**EXERCISE:** Pull out every line in the entries below that contains the word "banner", and copy each one unchanged.

Point labeling examples
◇ ◇ ◇
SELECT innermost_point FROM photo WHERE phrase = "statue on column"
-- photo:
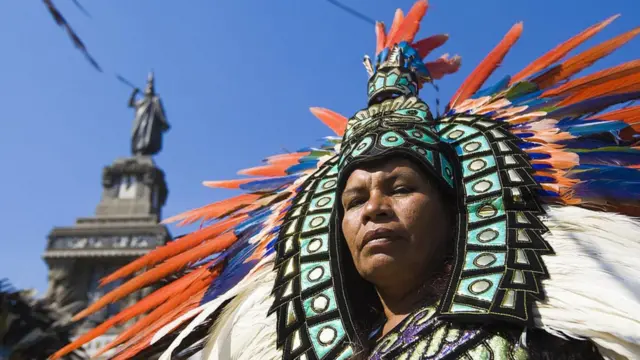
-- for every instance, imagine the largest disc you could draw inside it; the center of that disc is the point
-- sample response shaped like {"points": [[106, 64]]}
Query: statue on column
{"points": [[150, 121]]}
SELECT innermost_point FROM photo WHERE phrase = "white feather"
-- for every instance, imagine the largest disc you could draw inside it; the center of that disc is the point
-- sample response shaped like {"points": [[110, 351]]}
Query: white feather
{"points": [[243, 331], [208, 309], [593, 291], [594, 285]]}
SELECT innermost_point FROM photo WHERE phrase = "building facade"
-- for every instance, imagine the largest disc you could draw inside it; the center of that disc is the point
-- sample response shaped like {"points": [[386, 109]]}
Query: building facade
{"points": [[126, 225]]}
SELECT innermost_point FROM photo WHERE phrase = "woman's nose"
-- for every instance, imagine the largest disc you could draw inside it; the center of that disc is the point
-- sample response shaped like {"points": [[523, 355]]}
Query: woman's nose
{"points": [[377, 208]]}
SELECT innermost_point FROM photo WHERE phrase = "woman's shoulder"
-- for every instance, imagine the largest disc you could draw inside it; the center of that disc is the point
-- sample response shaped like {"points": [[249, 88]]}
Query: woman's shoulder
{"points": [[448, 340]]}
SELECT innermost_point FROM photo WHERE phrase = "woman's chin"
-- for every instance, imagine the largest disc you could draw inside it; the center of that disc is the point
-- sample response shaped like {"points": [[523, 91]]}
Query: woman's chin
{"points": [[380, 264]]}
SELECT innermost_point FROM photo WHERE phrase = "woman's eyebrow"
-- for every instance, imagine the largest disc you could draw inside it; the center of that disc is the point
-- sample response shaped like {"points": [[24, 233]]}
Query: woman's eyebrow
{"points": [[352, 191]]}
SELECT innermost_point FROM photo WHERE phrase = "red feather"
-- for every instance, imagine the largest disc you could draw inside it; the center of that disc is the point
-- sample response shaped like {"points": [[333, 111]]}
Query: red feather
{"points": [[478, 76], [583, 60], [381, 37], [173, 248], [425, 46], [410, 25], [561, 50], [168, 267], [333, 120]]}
◇ ◇ ◇
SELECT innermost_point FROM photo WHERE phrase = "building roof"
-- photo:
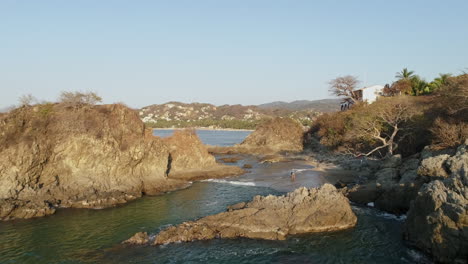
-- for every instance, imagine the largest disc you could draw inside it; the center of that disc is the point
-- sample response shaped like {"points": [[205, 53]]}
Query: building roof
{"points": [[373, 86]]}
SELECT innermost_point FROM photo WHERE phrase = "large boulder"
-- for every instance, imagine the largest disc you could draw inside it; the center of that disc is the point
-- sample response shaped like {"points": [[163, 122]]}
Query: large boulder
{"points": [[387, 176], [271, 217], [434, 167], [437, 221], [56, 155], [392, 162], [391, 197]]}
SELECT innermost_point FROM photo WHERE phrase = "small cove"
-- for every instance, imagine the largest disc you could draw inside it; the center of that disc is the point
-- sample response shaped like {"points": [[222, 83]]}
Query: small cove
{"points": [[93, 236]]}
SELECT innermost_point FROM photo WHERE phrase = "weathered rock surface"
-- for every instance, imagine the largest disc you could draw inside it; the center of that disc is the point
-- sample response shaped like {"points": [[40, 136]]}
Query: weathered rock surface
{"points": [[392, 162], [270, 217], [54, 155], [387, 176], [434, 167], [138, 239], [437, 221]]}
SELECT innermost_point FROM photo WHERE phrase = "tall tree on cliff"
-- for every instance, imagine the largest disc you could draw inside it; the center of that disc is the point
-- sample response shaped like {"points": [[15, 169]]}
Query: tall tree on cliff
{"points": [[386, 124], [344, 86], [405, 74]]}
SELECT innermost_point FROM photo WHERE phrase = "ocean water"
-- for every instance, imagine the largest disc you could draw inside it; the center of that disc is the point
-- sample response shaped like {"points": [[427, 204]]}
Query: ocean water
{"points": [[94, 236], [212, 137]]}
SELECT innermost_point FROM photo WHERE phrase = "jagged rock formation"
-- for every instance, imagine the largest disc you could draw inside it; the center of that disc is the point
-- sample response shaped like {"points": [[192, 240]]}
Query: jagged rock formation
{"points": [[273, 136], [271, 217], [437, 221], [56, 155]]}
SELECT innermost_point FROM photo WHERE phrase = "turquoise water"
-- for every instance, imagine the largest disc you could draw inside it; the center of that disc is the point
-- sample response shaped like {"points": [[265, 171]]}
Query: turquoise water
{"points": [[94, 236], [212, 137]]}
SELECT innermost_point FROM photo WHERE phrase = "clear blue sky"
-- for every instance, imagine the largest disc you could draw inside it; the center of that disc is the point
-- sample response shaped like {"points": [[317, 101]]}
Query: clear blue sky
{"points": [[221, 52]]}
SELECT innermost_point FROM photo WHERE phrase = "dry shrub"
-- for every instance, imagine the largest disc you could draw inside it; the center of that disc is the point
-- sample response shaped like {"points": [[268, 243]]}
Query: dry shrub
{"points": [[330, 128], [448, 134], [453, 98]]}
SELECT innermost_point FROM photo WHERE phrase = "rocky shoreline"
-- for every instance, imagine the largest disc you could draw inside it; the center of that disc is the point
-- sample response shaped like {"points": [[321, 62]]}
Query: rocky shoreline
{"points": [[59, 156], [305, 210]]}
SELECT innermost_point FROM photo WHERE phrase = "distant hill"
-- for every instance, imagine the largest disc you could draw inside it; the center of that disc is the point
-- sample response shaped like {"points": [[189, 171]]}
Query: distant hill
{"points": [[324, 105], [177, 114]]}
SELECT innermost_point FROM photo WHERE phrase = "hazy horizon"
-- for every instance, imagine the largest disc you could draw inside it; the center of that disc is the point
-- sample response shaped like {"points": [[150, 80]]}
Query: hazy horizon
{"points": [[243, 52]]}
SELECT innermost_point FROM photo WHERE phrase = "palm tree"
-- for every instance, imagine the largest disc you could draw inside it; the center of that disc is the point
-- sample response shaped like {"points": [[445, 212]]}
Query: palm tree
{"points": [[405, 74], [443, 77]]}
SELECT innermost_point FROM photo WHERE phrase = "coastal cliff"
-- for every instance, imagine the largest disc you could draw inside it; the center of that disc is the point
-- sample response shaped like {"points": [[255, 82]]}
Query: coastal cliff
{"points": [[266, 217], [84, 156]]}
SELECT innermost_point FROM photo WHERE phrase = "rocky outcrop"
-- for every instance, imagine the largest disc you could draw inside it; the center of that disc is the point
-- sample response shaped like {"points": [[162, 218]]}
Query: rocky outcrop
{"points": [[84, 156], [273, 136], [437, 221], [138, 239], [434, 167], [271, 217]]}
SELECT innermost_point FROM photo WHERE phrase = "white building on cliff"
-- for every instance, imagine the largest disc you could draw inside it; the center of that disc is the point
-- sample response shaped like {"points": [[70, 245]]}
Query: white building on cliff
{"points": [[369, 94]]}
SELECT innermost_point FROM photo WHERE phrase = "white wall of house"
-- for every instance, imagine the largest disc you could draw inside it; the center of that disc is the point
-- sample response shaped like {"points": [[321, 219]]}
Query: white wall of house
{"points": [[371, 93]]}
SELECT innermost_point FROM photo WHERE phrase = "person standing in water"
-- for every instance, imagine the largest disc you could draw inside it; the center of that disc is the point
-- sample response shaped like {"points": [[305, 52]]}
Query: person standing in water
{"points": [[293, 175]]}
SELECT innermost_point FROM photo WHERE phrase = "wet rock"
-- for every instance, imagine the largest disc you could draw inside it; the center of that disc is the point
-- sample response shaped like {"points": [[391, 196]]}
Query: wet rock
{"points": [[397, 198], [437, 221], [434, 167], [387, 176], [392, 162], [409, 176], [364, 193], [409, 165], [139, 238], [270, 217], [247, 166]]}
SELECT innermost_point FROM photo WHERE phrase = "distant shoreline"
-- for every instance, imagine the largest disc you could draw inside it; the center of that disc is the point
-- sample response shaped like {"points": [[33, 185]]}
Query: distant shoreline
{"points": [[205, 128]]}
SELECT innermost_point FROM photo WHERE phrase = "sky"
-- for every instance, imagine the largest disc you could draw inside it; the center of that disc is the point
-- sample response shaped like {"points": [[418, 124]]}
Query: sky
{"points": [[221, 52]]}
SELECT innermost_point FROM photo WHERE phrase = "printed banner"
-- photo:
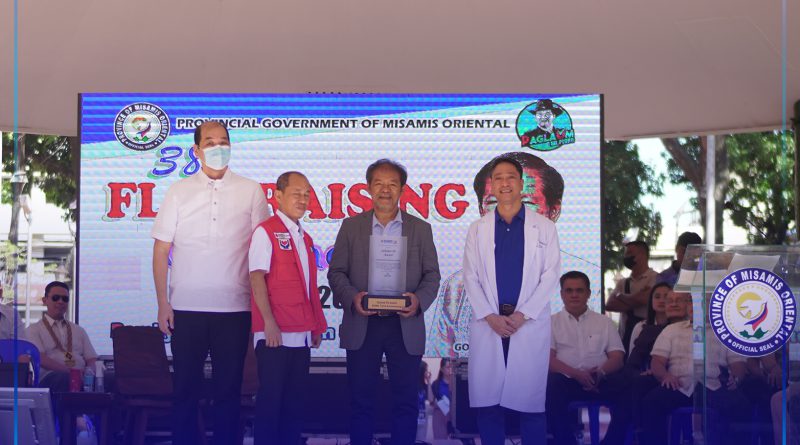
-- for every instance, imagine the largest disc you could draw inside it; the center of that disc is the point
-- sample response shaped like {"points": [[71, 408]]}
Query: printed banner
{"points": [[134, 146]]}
◇ ◇ ◇
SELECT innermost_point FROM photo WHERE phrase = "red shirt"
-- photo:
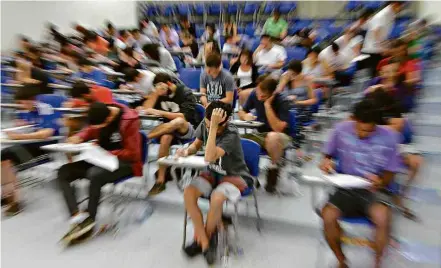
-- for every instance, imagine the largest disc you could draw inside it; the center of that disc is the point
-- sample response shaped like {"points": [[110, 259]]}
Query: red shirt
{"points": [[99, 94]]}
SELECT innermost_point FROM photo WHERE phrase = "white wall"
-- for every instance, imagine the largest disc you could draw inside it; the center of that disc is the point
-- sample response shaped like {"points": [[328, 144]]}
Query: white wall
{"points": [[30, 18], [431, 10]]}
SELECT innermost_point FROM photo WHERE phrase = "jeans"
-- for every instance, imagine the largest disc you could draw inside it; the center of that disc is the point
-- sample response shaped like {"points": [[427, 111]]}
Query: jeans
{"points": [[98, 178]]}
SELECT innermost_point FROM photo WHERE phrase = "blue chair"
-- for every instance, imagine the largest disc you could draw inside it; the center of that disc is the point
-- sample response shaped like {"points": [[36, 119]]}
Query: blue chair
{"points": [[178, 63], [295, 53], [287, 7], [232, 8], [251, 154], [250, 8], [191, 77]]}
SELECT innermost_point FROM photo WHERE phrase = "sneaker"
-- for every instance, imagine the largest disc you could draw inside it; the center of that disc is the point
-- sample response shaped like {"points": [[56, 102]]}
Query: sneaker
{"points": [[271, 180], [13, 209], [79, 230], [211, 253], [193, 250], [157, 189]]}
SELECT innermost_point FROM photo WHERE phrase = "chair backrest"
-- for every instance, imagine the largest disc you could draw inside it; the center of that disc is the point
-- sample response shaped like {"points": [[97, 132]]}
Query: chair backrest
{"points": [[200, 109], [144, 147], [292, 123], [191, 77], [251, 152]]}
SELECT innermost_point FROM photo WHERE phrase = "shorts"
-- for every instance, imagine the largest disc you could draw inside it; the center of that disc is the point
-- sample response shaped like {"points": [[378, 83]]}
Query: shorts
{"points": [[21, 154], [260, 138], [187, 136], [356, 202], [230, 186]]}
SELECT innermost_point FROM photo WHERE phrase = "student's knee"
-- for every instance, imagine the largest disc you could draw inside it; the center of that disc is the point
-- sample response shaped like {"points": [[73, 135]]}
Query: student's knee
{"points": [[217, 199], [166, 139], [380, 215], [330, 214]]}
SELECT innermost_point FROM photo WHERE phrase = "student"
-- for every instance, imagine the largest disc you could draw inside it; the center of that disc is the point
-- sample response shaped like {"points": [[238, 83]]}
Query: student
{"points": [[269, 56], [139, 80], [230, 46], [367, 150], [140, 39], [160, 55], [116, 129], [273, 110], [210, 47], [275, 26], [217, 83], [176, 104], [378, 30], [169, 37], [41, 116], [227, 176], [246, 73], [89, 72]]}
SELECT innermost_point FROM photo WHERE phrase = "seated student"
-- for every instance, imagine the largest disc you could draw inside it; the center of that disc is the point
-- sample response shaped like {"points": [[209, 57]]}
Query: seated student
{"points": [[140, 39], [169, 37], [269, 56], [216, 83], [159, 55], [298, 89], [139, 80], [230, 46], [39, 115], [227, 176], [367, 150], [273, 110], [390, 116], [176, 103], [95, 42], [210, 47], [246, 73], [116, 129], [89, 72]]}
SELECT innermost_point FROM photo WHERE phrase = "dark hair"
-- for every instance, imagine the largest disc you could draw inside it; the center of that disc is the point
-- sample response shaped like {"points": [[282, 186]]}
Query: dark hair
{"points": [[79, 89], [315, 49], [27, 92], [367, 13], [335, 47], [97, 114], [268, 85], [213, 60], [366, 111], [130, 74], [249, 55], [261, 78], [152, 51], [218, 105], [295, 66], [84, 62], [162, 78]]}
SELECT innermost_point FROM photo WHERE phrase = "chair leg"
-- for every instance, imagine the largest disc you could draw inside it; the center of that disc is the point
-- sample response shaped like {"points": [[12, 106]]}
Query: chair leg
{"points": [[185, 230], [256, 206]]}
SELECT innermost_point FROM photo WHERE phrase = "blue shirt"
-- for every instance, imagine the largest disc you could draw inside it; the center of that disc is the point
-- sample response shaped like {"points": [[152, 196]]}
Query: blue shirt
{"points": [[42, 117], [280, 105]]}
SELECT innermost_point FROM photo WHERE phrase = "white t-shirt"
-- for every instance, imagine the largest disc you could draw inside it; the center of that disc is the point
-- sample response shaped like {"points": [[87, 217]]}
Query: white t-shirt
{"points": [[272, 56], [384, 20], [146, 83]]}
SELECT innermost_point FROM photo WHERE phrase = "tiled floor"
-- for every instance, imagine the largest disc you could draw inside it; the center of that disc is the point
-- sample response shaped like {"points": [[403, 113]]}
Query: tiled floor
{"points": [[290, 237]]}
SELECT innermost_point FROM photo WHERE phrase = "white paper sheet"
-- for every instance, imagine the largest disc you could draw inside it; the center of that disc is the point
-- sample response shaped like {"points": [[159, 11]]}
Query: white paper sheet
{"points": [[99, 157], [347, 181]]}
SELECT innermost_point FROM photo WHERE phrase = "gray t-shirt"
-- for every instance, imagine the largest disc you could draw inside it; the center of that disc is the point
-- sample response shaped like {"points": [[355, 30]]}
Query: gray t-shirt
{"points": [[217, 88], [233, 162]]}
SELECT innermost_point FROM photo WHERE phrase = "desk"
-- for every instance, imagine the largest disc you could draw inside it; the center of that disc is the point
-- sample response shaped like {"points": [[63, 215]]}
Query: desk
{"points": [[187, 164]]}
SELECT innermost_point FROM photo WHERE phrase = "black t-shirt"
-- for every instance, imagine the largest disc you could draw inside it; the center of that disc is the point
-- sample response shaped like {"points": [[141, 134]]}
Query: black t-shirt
◇ ◇ ◇
**COMPLETED TASK:**
SELECT innermost_point FROM photo WHERE phrase = "printed banner"
Query: printed banner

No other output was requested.